━━━━━ DOCUMENT EXTRACT ━━━━━

Thank you for these very specific instructions . . . I was planning to attempt round one today during garbage pickup. Wouldn't you know it, neither dog barked today. I'm sure other opportunities await but I was ready for it this morning! 

My dogs aren't horrible barkers but I really want them to stop barking on command.


----------



## webzpinner (Mar 7, 2011)

Jakey stops indoor barking, whining, or any other "naughty" behavior with a snap of the fingers. A finger snap is a "stop what you are doing and wait for redirection". Seems to work great. My wife or I will snap our fingers, tell him to go lay down, or go get a toy, etc, followed by lavish attention for a job well done etc. 

Jakey's still a work in progress. He doesn't stay put when put on a "task" for very long.


----------



## doggiedad (Dec 2, 2007)

when my dog was whining or barking
excessively i would put my hand around his
mouth and say "quiet" or "no barking".
when he stopped he got pets and praise.


----------



## PaddyD (Jul 22, 2010)

I use "SSSHH" and it distracts her long enough to stop. Sometimes I have to repeat to let her know I mean it. Another thing I do sometimes is mock her by barking and she looks at me like I am nuts. (she may be right)


----------



## doggiedad (Dec 2, 2007)

i taught a dog to bark by barking at it.



PaddyD said:


> I use "SSSHH" and it distracts her long enough to stop. Sometimes I have to repeat to let her know I mean it. Another thing I do sometimes is mock her by barking and she looks at me like I am nuts. (she may be right)


----------



## cassadee7 (Nov 26, 2009)

Been working on this with Saber, as she barks at dogs out the window. When she pauses the barking, I say "quiet" and click. She turns around and comes to me for her treat and I say "good quiet! very good" etc... usually she settles now.


----------

━━━━━ RECORDED INFORMATION ━━━━━

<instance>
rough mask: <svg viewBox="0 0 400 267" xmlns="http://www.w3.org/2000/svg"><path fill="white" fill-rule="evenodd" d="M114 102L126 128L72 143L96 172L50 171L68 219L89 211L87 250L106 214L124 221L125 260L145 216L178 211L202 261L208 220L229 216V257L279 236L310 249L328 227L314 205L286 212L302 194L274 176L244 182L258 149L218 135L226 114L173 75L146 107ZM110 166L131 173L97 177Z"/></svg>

━━━━━

## TASK DETAILS
According to the forum thread on stopping dogs from barking, what does a finger snap signal to Jakey?

## EXERCISE RESULT
A finger snap signals to Jakey to "stop what you are doing and wait for redirection."